Stored data entries
------------------------------------

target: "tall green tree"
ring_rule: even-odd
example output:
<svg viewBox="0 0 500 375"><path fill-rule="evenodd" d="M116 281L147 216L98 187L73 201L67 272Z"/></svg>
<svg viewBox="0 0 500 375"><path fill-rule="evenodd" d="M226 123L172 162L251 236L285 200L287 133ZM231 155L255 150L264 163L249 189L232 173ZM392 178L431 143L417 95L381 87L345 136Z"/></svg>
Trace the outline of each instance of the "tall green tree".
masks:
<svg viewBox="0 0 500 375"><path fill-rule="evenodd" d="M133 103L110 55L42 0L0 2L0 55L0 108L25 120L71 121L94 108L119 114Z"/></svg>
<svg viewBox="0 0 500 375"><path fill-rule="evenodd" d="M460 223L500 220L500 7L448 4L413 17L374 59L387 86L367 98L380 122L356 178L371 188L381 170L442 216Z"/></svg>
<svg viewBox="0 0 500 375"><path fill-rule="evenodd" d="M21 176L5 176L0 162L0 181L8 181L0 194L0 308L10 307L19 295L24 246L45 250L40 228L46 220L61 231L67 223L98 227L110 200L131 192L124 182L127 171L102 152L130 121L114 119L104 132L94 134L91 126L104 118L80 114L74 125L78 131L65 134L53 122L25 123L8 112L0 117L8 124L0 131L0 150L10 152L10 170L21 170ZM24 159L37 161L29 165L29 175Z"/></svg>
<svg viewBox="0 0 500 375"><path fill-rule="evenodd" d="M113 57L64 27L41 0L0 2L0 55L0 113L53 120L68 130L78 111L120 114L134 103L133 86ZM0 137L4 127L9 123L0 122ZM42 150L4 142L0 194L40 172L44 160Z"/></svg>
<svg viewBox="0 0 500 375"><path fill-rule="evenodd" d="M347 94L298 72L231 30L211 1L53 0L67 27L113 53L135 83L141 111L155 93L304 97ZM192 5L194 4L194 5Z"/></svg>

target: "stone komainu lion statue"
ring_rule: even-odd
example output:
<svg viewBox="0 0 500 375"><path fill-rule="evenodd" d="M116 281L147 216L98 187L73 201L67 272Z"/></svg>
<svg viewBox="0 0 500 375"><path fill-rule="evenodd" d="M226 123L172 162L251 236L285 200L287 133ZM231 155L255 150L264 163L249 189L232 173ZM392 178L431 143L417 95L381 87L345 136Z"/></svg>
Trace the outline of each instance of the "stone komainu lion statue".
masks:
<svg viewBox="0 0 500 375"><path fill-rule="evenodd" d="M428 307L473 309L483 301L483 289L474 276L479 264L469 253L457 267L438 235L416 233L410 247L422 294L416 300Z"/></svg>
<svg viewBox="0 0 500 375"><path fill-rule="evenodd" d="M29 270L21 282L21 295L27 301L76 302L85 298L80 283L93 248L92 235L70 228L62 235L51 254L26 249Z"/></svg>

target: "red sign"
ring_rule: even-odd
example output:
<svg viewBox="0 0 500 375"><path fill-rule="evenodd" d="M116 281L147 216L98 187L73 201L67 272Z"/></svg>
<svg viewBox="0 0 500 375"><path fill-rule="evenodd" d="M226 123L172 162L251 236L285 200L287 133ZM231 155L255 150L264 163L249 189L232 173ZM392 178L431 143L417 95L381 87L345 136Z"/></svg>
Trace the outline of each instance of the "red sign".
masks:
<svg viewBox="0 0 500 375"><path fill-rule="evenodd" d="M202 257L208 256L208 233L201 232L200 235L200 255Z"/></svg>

------------------------------------

Find and copy each line above holding "tall".

target: "tall green tree"
Trace the outline of each instance of the "tall green tree".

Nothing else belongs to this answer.